[Task data]
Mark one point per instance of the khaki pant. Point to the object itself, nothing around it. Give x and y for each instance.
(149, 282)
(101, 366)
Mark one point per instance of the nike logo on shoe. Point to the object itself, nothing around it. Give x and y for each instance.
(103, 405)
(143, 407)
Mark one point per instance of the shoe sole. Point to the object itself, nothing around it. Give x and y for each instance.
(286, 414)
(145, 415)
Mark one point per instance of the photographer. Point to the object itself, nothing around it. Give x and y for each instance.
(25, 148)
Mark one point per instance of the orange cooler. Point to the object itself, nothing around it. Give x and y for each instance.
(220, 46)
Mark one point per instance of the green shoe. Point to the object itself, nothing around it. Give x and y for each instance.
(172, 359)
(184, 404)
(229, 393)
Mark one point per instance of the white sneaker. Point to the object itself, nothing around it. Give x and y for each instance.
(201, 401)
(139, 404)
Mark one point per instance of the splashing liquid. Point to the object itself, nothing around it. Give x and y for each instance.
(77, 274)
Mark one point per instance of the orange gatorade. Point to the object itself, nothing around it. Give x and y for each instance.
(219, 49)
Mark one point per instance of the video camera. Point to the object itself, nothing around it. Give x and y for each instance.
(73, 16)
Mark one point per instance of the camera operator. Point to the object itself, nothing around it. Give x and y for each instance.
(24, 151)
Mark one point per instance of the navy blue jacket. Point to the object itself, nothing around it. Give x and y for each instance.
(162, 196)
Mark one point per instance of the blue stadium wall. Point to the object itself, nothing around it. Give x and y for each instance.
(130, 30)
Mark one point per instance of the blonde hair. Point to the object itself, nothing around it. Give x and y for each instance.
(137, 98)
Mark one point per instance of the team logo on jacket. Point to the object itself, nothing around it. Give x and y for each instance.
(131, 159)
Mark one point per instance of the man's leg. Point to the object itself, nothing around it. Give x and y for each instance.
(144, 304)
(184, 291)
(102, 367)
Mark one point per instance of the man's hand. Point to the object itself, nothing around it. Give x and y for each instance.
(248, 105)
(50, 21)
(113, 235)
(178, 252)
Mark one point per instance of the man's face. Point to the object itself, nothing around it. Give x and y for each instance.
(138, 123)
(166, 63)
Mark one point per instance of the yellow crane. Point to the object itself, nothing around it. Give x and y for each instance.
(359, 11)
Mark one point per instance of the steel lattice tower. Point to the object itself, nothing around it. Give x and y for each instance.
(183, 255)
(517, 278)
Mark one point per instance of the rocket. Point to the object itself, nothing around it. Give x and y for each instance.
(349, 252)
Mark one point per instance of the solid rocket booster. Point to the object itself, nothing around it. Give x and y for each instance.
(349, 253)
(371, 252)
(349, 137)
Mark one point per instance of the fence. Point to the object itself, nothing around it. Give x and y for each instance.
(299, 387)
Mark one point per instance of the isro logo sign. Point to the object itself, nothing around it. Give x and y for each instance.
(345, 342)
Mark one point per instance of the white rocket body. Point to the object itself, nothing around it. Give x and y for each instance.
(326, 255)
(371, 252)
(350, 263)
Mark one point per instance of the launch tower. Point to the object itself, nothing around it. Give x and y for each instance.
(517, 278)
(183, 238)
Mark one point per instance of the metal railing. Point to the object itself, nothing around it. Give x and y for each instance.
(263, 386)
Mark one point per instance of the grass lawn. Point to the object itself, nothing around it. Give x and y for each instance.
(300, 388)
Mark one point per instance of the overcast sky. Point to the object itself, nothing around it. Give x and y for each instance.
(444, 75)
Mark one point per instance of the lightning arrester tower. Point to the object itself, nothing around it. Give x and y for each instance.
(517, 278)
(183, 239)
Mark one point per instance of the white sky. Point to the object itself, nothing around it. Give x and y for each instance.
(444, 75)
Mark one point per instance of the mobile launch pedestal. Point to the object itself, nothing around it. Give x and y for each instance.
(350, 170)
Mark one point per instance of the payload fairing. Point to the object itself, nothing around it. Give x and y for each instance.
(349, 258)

[Exercise description] Output, unchanged, the lines from the line with "Mark one point per instance of the overcast" through the final line of the material.

[Result of this task]
Mark one point per instance of the overcast sky. Point to the object itself, nothing around it. Give x and y for each instance.
(444, 75)
Mark one point per instance of the lightning arrester tower. Point to the object itself, nothing around it. Give x and y for each instance.
(517, 278)
(183, 239)
Mark one point per instance of the white sky. Point to the object itself, nothing around it. Give x and y for each instance.
(444, 75)
Mark one point per instance of the mobile launch pedestal. Point to the object itself, nothing around it. Give x and y for each instance.
(350, 170)
Mark one point per instance of the payload fairing. Point to the object itself, nothing around it. Give x and y for each instance.
(349, 258)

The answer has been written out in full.